• [Description of the task] In the entries below, some lines contain "shirt"; work out how many and answer with the figure only.

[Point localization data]
--- START ---

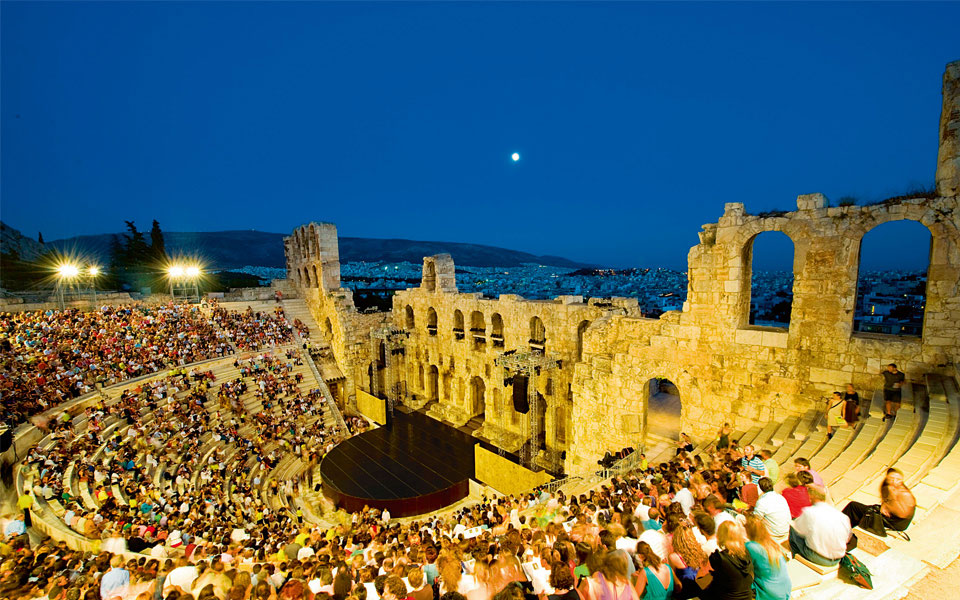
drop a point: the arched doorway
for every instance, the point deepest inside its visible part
(477, 400)
(663, 412)
(433, 383)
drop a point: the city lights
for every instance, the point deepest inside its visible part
(184, 281)
(68, 271)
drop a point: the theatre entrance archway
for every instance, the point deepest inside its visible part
(662, 415)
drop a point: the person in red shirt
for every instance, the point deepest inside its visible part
(797, 495)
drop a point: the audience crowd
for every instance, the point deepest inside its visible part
(176, 480)
(48, 357)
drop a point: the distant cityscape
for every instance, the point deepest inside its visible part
(888, 302)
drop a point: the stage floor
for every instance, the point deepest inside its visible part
(416, 465)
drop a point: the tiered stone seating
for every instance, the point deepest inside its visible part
(894, 443)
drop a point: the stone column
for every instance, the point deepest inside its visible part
(948, 159)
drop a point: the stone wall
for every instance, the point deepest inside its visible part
(728, 370)
(445, 346)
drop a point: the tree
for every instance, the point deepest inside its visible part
(137, 251)
(158, 249)
(118, 254)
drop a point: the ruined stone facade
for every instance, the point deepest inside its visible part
(443, 349)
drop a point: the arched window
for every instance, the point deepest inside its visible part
(478, 329)
(496, 330)
(433, 382)
(430, 276)
(892, 283)
(581, 331)
(538, 334)
(768, 263)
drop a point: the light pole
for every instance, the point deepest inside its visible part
(92, 272)
(65, 273)
(183, 282)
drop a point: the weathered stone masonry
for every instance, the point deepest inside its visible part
(725, 369)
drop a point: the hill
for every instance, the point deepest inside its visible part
(234, 249)
(14, 242)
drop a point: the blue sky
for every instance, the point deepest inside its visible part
(635, 122)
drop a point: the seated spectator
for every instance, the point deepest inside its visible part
(773, 509)
(797, 492)
(803, 465)
(732, 567)
(821, 533)
(897, 503)
(771, 581)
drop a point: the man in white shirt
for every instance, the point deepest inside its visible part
(821, 533)
(714, 507)
(773, 508)
(685, 497)
(181, 577)
(656, 540)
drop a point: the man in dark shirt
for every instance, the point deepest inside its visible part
(892, 382)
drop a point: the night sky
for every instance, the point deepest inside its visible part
(635, 122)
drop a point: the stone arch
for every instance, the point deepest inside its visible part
(433, 383)
(664, 408)
(901, 310)
(477, 396)
(458, 323)
(477, 323)
(430, 276)
(538, 334)
(496, 325)
(756, 307)
(447, 385)
(581, 331)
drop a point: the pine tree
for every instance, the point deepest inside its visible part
(118, 254)
(137, 250)
(158, 249)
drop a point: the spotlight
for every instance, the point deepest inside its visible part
(68, 271)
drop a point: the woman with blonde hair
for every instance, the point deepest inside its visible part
(613, 580)
(657, 580)
(686, 559)
(771, 579)
(732, 566)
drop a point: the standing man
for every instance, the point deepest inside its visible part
(25, 503)
(773, 467)
(892, 382)
(753, 465)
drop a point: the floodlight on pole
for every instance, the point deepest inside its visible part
(184, 281)
(68, 271)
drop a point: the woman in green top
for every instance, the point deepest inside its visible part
(656, 581)
(771, 581)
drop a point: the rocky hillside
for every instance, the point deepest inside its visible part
(233, 249)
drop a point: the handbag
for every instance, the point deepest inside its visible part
(855, 571)
(872, 522)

--- END ---

• [Solution to this exercise] 3